**Given instruction A:** Please revise the Bauer appeal opinion starting at "Erik R. Lehtinen, State" and ending at "suppress. We affirm.", with "Deputy" changed to "Assistant".
**Given instruction B:** Resume the Bauer appeal opinion after its final sentence and continue it.

**Provided passage:**
═══
State v. Bauer
State v. Bauer
Opinion
IN THE COURT OF APPEALS OF THE STATE OF IDAHO Docket No. 51497 STATE OF IDAHO, ) ) Filed: September 19, 2025 Plaintiff-Respondent, ) ) Melanie Gagnepain, Clerk v. ) ) THIS IS AN UNPUBLISHED JACKLYN LEE BAUER, ) OPINION AND SHALL NOT ) BE CITED AS AUTHORITY Defendant-Appellant. ) ) Appeal from the District Court of the Fourth Judicial District, State of Idaho, Ada County. Hon. Derrick J. O’Neill, District Judge.
Judgment of conviction for possession of a controlled substance, affirmed.
Erik R. Lehtinen, State Appellate Public Defender; Andrea W. Reynolds, Deputy Appellate Public Defender, Boise, for appellant.
Hon. Raúl R. Labrador, Attorney General; Amy J. Lavin, Deputy Attorney General, Boise, for respondent. ________________________________________________ TRIBE, Judge Jacklyn Lee Bauer appeals from her judgment of conviction for possession of a controlled substance. Bauer claims the district court erred in denying her motion to suppress. We affirm.
I.
FACTUAL AND PROCEDURAL BACKGROUND An officer initiated a traffic stop of a vehicle driven by Bauer for multiple offenses including an obstructed license plate. While speaking with Bauer, the officer observed a “torch lighter” on the front passenger seat that he believed was an item commonly used to assist in ingesting narcotics. The officer called for an additional officer and a narcotic-trained drug dog.
═══
**Supplied data:**
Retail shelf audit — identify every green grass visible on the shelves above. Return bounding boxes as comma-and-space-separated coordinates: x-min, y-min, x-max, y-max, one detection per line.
═══
**Task result A:**
Erik R. Lehtinen, State Appellate Public Defender; Andrea W. Reynolds, Assistant Appellate Public Defender, Boise, for appellant.
Hon. Raúl R. Labrador, Attorney General; Amy J. Lavin, Assistant Attorney General, Boise, for respondent. ________________________________________________ TRIBE, Judge Jacklyn Lee Bauer appeals from her judgment of conviction for possession of a controlled substance. Bauer claims the district court erred in denying her motion to suppress. We affirm.

**Task result B:**
While the officer prepared a citation for the obstructed license plate, the second officer arrived with his drug dog. Bauer was asked to exit her vehicle so the drug dog could conduct a free-air sniff of the vehicle. The drug dog alerted “near the rear driver-side bumper and wheel of Bauer’s
vehicle before jumping up and placing [its] paw on the front driver-side door and giving a final indication at the driver-side front door.” The State does not challenge that the drug dog put its paw on the vehicle prior to the final indication.
Based on the alert, the officers searched the vehicle. The officers found a pipe and a baggie of what appeared to be methamphetamine. The State charged Bauer with possession of a controlled substance and possession of drug paraphernalia. Bauer filed a motion to suppress the evidence seized during the stop, arguing the warrantless search of her vehicle violated her rights under the United States and Idaho Constitutions. After a hearing, the district court denied Bauer’s motion to suppress.
The district court found that the search did not violate Article I, Section 17 of the Idaho Constitution. Additionally, it found that Bauer did not consent to the drug dog placing its paw on her vehicle. Finally, the district court found that: [B]efore [the drug dog] touched [its] paw against the driver’s door, [its] behavior of: head snapping, closed mouth sniffing intently, bracketing back-and-forth, and [its] tail moving in a rotor-like manner, established that [the drug dog] was “in odor” and that such a change in behavior constituted an alert that provided probable cause for the search.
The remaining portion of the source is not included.